Dataset records:
-------------------------
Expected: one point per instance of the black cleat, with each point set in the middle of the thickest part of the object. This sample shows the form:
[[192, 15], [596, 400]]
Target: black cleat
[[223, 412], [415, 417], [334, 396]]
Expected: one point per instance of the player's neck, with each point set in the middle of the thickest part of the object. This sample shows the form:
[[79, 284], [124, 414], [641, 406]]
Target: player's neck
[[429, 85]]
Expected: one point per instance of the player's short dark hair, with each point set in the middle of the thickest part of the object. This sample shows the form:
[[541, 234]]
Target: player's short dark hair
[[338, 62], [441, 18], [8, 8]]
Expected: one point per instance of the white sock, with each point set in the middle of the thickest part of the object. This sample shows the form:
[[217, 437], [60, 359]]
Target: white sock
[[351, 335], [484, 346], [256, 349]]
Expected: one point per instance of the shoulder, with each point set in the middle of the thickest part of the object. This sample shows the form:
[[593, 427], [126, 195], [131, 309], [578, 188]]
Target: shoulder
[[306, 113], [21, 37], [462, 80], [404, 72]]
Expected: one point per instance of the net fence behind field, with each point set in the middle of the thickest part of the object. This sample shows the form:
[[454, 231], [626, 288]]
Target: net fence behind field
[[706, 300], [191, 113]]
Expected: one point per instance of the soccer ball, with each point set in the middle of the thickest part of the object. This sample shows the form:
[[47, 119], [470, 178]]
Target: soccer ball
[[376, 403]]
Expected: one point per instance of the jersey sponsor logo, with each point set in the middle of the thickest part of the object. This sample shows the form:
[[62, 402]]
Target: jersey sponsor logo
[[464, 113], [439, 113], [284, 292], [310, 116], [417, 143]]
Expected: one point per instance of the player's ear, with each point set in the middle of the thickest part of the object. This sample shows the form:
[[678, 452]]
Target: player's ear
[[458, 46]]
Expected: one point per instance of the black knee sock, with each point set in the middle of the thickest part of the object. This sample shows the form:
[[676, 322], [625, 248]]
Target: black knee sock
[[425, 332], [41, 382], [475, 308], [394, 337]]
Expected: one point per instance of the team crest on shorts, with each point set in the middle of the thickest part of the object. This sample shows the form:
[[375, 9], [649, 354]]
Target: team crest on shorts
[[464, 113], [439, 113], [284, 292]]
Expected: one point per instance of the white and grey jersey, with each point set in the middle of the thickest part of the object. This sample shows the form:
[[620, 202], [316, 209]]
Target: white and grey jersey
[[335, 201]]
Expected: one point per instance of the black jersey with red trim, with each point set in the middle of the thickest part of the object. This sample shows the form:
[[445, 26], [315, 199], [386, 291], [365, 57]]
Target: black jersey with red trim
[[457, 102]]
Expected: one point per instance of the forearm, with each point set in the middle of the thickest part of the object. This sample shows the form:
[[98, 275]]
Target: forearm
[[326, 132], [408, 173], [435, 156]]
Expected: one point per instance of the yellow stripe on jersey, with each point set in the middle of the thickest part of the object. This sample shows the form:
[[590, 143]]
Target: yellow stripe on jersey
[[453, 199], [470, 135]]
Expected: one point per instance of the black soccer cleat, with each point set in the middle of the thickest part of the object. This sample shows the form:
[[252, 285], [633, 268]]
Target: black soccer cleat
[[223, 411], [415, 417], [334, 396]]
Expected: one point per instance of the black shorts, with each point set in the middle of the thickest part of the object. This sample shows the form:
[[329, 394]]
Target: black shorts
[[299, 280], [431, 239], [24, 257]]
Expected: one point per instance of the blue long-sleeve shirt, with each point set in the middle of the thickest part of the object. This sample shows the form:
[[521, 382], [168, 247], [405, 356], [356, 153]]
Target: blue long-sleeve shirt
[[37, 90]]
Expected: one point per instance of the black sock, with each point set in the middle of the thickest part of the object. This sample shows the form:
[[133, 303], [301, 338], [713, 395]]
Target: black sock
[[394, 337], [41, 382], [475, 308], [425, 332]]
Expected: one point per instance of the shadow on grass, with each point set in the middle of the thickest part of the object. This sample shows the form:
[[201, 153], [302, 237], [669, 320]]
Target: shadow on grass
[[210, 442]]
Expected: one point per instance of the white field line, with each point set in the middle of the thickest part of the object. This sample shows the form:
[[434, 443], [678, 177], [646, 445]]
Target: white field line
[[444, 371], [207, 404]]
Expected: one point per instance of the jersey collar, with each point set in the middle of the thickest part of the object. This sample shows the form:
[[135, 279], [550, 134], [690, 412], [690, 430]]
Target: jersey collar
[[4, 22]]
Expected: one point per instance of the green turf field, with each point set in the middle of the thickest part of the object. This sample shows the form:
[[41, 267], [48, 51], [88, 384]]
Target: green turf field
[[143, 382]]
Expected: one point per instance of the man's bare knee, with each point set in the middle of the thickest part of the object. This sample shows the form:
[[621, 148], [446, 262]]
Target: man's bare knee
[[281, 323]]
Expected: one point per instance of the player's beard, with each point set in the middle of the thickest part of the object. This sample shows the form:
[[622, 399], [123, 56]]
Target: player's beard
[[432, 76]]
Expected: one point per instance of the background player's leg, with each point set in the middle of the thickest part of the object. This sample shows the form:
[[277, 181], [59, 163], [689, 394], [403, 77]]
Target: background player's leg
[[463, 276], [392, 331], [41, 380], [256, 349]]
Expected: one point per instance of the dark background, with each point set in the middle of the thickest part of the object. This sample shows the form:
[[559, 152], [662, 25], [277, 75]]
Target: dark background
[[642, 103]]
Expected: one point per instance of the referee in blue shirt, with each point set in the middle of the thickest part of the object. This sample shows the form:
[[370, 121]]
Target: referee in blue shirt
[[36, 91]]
-------------------------
Set down the listing in full, keeping every word exactly as it is.

Expected: one point per instance of the black cleat, with each point set in the middle of the thickest part of the object. This sample shows the form:
[[192, 15], [596, 400]]
Target: black cleat
[[223, 412], [415, 417], [334, 396]]
Expected: one point per instance of the player's neck, with each point set in the middle of the thickest part of the object. This sample shows the form:
[[79, 284], [124, 414], [641, 406]]
Target: player's neck
[[429, 85]]
Expected: one point per instance of the player's short dark hair, with each point set in the middle of the thickest part of the object. This sample shows the form:
[[541, 234]]
Target: player's short dark hair
[[338, 62], [441, 18], [8, 8]]
Expected: one point per instance of the white sock, with each point set in the middle of the thickest part of the object. This sample shows the form:
[[217, 437], [60, 359]]
Target: white sock
[[351, 335], [484, 346], [256, 349]]
Expected: one point per instance of the shoulder, with each point set in the middle of the thickest part of the object. This sample shows the form:
[[593, 427], [126, 195], [131, 309], [578, 188]]
Target: shoulder
[[306, 113], [21, 37], [462, 80], [404, 72]]
Expected: one point per instance of the net fence behind field, with each point set in the middle of the thickest part of the object. This sample shows the form:
[[454, 231], [626, 288]]
Target: net fence behind field
[[706, 300], [191, 113]]
Expected: one point per instance of the soccer ball, with each point set in the middle of the thickest part of the object. This sample shows the form:
[[47, 119], [470, 178]]
Target: soccer ball
[[376, 403]]
Expected: one point per instance of the jersey sponsor logo, with each point set in the middle of the thickest part of the object. This sample shows the form:
[[62, 402]]
Target: jersey sponsor logo
[[464, 113], [439, 113], [284, 292], [310, 116], [417, 143]]
Expected: one point per instance of the player's ear, with each point set in the middle of the thickest part of the object. This sample shows the form:
[[678, 452]]
Target: player's ear
[[458, 46]]
Expected: one point per instance of the black knee sock, with each point set in the middle of the thickest part of the object. This sample shows the form:
[[676, 322], [625, 248]]
Target: black knee sock
[[425, 332], [41, 382], [475, 308], [394, 337]]
Expected: one point per instance of the team crest on shorts, with each point set in the middle of the thickest part of the object. This sample shows the form:
[[375, 9], [649, 354]]
Target: team crest on shorts
[[464, 113], [439, 113], [284, 292]]
Expected: one point per instance of the white and grey jersey, with each point set in the middle of the thickest part of the object. This sample shows the form:
[[620, 202], [316, 209]]
Target: white and grey jersey
[[335, 201]]
Expected: one point per instance of the black jersey with red trim, with each point set in the middle of the thickest part of the object. This sample shows the form:
[[445, 26], [315, 199], [386, 291], [365, 57]]
Target: black jersey with red trim
[[457, 102]]
Expected: one point per instance of the forearm, with each point set in the middle of the thickest part of the object. This sample shows the form:
[[98, 275]]
Target: forearm
[[326, 132], [408, 173], [435, 156]]
Expected: one point per instance of the yellow stripe on jersey, with each point set in the middle of the thickest part of the object. This sample shows the form:
[[590, 143]]
Target: yellow stripe on jersey
[[453, 199], [470, 135]]
Expected: one point per instance of the black soccer cleat, with each point set in the middle of the thickest part of the object. This sample shows the form:
[[252, 285], [633, 268]]
Target: black soccer cleat
[[223, 411], [415, 417], [334, 396]]
Expected: one point per instance of the black shorts, with each point set in the middle of the thickest part of the object. This sample shows the form:
[[329, 394]]
Target: black shorts
[[299, 280], [431, 239], [24, 257]]
Expected: one point per instance of the blue long-sleeve shirt, with each point set in the middle of the thickest part of the object. This sample shows the form:
[[521, 382], [168, 247], [405, 356], [356, 153]]
Target: blue long-sleeve shirt
[[37, 90]]
Expected: one point per instance of the black sock, with each point set in the middle of the thickest part of the object. This sample shows the form:
[[133, 303], [301, 338], [713, 395]]
Target: black sock
[[394, 337], [41, 382], [475, 308], [425, 332]]
Expected: one point per instance of the shadow on grass, with each point set in the middle of the thickest part of the object. This sample shows the form:
[[201, 153], [302, 237], [669, 320]]
Target: shadow on grass
[[210, 442]]
Expected: one point per instance of the white field line, with each point set in the middle of the thickest part of the object. This sample shows the form:
[[434, 443], [678, 177], [646, 445]]
Target: white field line
[[444, 371], [207, 404]]
Expected: one point per instance of the jersey collar, with each point set in the middle of the thickest part of the object. This sample shows the form:
[[135, 279], [550, 134], [690, 412], [690, 430]]
Target: jersey collar
[[4, 22]]
Expected: one point per instance of the green turf field, with each point set in the middle of the thickest part of the object. This sample shows the form:
[[41, 267], [48, 51], [88, 384]]
Target: green turf field
[[143, 382]]
Expected: one point per instance of the man's bare knee, with each point set in the middle of the thickest part of the object. This sample shows the form:
[[621, 148], [446, 262]]
Target: man's bare knee
[[281, 323]]
Expected: one point per instance of the player's beard, with each point set in the middle of the thickest part of the object. This sample shows the form:
[[622, 399], [123, 56]]
Target: player's beard
[[432, 76]]
Expected: one point per instance of the background player's leg, with each point set in the middle of the thickest part of the object. This sample shows the form:
[[277, 181], [59, 163], [689, 394], [403, 77]]
Target: background player's leg
[[463, 276], [392, 331], [41, 380], [256, 349]]
Expected: one point per instance of the dark background, with each point set in the middle of the thickest part of the object. This sample shows the form:
[[559, 152], [662, 25], [277, 75]]
Target: dark background
[[642, 103]]
Expected: one point per instance of the referee in blue shirt, with each point set in the middle of the thickest part of the object. This sample shows the form:
[[370, 121]]
Target: referee in blue shirt
[[36, 91]]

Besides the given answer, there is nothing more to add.